DIRECTIONS >> Copy the records below word for word, leaving out the pictures.

Image location labeling entries:
□ □ □ □ □

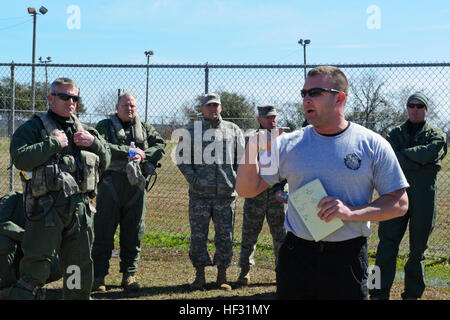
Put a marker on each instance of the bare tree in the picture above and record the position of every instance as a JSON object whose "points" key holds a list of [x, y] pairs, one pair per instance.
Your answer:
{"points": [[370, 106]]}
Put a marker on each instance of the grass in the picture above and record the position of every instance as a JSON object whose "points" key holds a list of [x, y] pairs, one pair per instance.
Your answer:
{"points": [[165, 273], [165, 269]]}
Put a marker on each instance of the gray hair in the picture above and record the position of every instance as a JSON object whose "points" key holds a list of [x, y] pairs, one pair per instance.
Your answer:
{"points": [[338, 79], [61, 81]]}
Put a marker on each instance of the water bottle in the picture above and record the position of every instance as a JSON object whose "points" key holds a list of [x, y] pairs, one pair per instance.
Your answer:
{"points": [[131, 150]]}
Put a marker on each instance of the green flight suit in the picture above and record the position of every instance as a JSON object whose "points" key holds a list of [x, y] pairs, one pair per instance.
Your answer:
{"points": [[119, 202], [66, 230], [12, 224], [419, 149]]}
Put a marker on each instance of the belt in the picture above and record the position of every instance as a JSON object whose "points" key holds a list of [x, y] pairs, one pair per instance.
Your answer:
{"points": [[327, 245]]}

□ □ □ □ □

RESPONSE TO THIS TASK >>
Put a marker on each instance of the bare tree in the picture above and record the position of every instance as a JSON object whose "points" key holds a list of [x, y] pairs, one pair per instance.
Your answer:
{"points": [[370, 106]]}
Put a marker on each instance of the grass in the picture above and record the position of every instance as a JSON object whose "points" key holds a list of [x, y] pairs, one pair per instance.
Your answer:
{"points": [[165, 273], [165, 269]]}
Put a marker on each instance of the gray hair in the picture above and record the position of every instance as a JSON object whose "points" key holds a list of [x, y] pairs, one pair per instance.
Your answer:
{"points": [[338, 79], [61, 81]]}
Put a marker on each instance of the water bottle in the picture above and record the position of every instance as a JSON object whose "points" key holds a list of [x, y] pairs, one pair per instance.
Your answer:
{"points": [[131, 150]]}
Put a marker on each instance of the green flight suit in the picture above and record the position of every instance as a JSON object whose "points" key holds a list of [x, y] pairs, one pair per instance.
Your answer:
{"points": [[119, 202], [66, 230], [12, 224], [419, 149]]}
Put a marker on each instance of the belt in the picture above and record the position of every instance as a JSON object whose "points" key holds a list of [x, y] pairs, one pair per instance.
Your answer:
{"points": [[327, 245]]}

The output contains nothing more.